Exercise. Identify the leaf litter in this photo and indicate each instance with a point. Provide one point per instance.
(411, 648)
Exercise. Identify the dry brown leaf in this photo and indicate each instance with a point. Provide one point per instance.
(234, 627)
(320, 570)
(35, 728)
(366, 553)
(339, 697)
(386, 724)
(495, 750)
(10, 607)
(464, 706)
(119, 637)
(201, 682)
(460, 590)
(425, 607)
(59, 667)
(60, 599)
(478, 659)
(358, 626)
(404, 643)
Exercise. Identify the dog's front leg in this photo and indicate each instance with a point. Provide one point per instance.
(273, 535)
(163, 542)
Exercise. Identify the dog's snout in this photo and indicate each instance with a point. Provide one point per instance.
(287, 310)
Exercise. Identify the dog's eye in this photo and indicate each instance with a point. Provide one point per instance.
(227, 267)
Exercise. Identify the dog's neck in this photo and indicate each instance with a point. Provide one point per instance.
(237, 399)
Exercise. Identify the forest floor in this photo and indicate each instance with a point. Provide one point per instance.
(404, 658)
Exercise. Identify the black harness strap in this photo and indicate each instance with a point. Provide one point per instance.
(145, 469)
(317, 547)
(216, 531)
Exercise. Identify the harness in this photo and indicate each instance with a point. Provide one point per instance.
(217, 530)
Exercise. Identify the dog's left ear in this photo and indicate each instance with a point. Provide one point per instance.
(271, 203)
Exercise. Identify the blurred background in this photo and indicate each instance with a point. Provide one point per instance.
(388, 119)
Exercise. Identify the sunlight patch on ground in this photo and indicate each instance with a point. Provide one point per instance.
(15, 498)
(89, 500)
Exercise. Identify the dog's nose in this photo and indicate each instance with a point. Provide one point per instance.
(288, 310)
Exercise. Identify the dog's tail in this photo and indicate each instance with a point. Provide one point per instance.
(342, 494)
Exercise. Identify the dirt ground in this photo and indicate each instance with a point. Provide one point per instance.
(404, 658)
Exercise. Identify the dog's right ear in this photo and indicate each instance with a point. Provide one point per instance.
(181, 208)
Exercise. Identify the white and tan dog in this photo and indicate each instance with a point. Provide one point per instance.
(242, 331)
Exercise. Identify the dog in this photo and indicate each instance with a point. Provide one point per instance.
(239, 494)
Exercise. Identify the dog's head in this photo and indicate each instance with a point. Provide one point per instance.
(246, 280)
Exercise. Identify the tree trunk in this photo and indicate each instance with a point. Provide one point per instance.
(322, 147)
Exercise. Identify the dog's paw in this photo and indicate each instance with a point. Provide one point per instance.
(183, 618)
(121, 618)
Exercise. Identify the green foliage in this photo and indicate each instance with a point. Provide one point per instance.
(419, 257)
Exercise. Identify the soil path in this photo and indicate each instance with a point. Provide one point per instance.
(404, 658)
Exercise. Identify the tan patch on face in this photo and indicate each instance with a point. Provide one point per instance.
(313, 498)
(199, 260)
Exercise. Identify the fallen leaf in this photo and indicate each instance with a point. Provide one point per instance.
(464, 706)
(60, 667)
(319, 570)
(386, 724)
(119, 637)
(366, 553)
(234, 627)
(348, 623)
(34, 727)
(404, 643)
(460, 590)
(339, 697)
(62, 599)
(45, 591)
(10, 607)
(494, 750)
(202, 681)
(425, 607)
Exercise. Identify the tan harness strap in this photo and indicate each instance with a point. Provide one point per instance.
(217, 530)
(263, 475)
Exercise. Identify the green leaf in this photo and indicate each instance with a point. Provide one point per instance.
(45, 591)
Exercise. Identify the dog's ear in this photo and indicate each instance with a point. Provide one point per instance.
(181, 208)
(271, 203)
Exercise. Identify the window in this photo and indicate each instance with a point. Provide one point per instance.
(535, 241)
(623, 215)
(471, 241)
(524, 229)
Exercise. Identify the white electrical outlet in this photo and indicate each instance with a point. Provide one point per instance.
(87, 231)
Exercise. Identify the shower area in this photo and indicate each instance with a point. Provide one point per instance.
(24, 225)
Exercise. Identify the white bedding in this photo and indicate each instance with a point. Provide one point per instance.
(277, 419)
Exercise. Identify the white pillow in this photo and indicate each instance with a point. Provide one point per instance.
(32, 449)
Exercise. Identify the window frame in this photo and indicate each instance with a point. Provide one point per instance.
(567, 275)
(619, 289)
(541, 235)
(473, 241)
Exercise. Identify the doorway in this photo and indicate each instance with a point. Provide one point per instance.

__________

What the task asks
Repeat each record exactly, leaving nothing out.

Output below
Exercise. Identify the leaf litter in this photo and indicate each instance with a point. Provide one point per instance.
(411, 648)
Exercise. Identify the dry brown leaf in this photo and indicate each instance with a point. Provide one point per instance.
(234, 627)
(320, 570)
(35, 728)
(366, 553)
(339, 697)
(386, 724)
(495, 750)
(10, 607)
(464, 706)
(119, 637)
(201, 682)
(460, 590)
(425, 607)
(59, 667)
(60, 599)
(478, 659)
(358, 626)
(404, 643)
Exercise. Identify the dog's front leg in this photo and indicate each instance with a point. Provide one point per instance.
(273, 535)
(163, 542)
Exercise. Identify the dog's snout in this photo and indicate each instance with a point. Provide one point per instance.
(287, 310)
Exercise. Identify the dog's eye in this photo and indicate each instance with a point. Provide one point per instance.
(227, 267)
Exercise. Identify the dog's neck in this photo and indicate each instance with a point. Provide one point per instance.
(237, 399)
Exercise. Identify the forest floor in this photo and indicate each instance with a point. Provide one point per instance.
(404, 658)
Exercise. Identify the black harness strap in this photo and indicate each instance with a point. Provide one point per instance.
(145, 469)
(317, 547)
(216, 531)
Exercise. Identify the harness in this photo and indicate each instance with a point. Provide one point per instance.
(217, 530)
Exercise. Identify the dog's left ear in this photo and indicate each instance with a point. Provide one point per instance.
(271, 203)
Exercise. Identify the blurred background in this photo and indicate each instance with a point. Provide one point per instance.
(388, 119)
Exercise. Identify the sunlight patch on ground in this photo and indicate each instance with a point. Provide one point per instance.
(15, 498)
(89, 500)
Exercise. Identify the dog's nose in this photo and indicate each instance with a point. Provide one point per instance.
(288, 310)
Exercise. Identify the dog's tail in this photo and indicate each instance with a point. Provide one point per instance.
(342, 494)
Exercise. Identify the dirt ground in this photo and indicate each instance with a point. Provide one point per instance.
(404, 658)
Exercise. Identify the dog's right ear in this photo and indicate each instance with a point. Provide one point per instance.
(181, 208)
Exercise. Identify the white and tan dog in this photo and indicate each instance with a point. Provide one point per instance.
(242, 331)
Exercise. Identify the dog in this photo and indicate each instance with a point. Provide one point per instance.
(239, 494)
Exercise. Identify the dog's head in this photo and indicate each instance with a point. Provide one point per instance.
(246, 280)
Exercise. Identify the tree trunk in this photo and indicate each instance with a point. Provide one point per instance.
(322, 147)
Exercise. Identify the dog's paw in this photo and indicate each instance with a point. Provide one point per instance.
(183, 618)
(121, 618)
Exercise. Identify the green foliage in this photo and indicate each instance with a point. Provide one point per instance.
(419, 257)
Exercise. Identify the soil path in this photo and indicate each instance with a point. Provide one point per instance.
(404, 658)
Exercise. Identify the tan patch on face in this photo and indicate each instance with a point. Provide one point per instance.
(313, 498)
(199, 260)
Exercise. Identify the fallen leaf in this photo and indicate each instance with a point. Provide one point per instance.
(464, 706)
(60, 667)
(319, 570)
(386, 724)
(119, 637)
(366, 553)
(234, 627)
(348, 623)
(34, 727)
(404, 643)
(460, 590)
(339, 697)
(62, 599)
(45, 591)
(10, 607)
(494, 750)
(202, 681)
(425, 607)
Exercise. Identify the tan harness strap in this photo and indicate each instance with a point. Provide one point per instance.
(217, 530)
(263, 475)
Exercise. Identify the green leaf in this photo and indicate each instance with a point. Provide one point per instance.
(45, 591)
Exercise. Identify the dog's ear in this photo and indicate each instance with a point. Provide one point per instance.
(181, 208)
(271, 203)
Exercise. Identify the window in this photo and indicate each instance with a point. Provide one point per instance.
(535, 241)
(623, 215)
(471, 241)
(524, 229)
Exercise. Identify the white electrical outlet in this photo and indicate each instance with a point. Provide one point per instance.
(87, 231)
Exercise. Identify the shower area in this photo and indicate each instance with a point. Provide one point per instance.
(24, 225)
Exercise. Identify the white bedding in this photo and indicate each instance with a point. Provide one point per instance.
(277, 419)
Exercise. Identify the white pillow in this photo and indicate each instance with a point. Provide one point per instance.
(32, 449)
Exercise. Identify the window frame in this photo and indicate each instance with a point. Provide one point per instance.
(567, 275)
(619, 289)
(541, 235)
(473, 241)
Exercise. Identify the doorway in this photo and indicate each instance with a point. Provide one point per instance.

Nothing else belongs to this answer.